EXERCISE:
Can you pick out every line below that contains the word "grass" and copy each one? Case counts, so a match must have the same capital and lowercase letters.

* * *

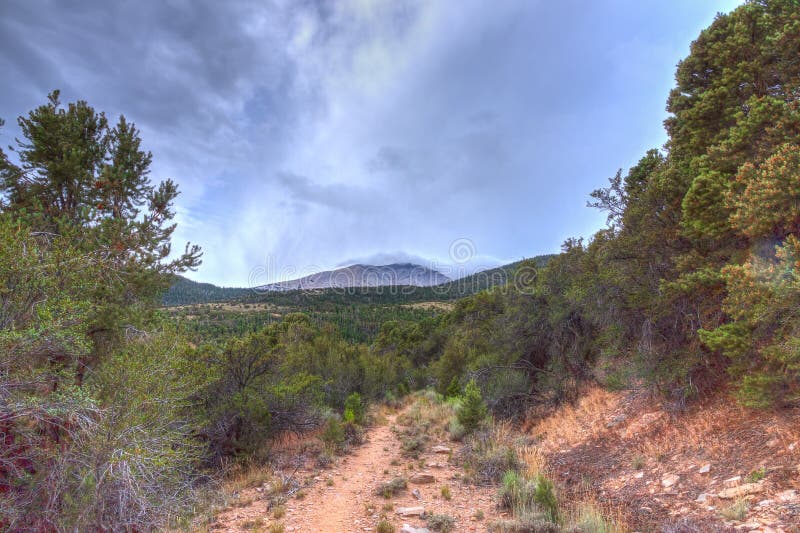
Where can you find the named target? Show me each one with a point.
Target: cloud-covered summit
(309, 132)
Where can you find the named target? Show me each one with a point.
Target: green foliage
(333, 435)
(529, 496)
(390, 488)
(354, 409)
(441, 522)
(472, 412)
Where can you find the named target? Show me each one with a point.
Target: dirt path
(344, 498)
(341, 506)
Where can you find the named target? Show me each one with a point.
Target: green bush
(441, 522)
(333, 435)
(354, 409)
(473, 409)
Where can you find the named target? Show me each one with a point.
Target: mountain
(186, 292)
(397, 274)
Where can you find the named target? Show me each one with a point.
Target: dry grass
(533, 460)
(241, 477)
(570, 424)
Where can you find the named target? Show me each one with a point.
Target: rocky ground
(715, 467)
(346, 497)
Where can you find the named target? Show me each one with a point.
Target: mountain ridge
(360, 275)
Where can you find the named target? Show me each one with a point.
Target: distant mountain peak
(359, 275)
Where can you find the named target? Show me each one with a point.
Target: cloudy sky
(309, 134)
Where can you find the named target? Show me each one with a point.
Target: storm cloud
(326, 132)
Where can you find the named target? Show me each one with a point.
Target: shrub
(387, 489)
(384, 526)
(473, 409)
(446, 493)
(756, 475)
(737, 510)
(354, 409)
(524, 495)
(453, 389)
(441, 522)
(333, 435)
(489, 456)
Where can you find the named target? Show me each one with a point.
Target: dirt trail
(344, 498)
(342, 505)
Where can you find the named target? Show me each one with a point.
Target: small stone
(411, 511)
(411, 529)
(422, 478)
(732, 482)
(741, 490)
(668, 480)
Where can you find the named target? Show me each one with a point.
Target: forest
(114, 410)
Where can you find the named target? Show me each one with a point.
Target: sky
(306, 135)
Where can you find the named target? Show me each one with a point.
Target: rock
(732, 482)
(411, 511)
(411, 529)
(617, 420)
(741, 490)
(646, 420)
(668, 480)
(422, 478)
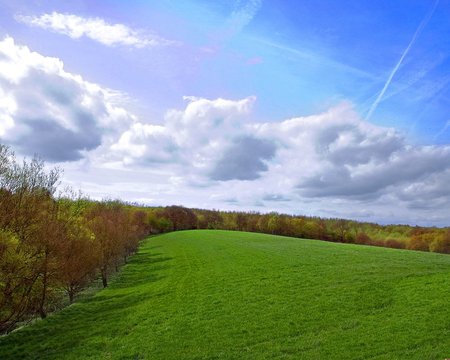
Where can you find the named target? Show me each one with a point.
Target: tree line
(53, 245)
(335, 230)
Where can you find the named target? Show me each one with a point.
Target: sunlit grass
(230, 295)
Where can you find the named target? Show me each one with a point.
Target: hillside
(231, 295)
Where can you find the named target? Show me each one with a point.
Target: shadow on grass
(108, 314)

* * *

CORRECT ANSWER:
Target: dry grass
Target: sunlit grass
Target: shadow on grass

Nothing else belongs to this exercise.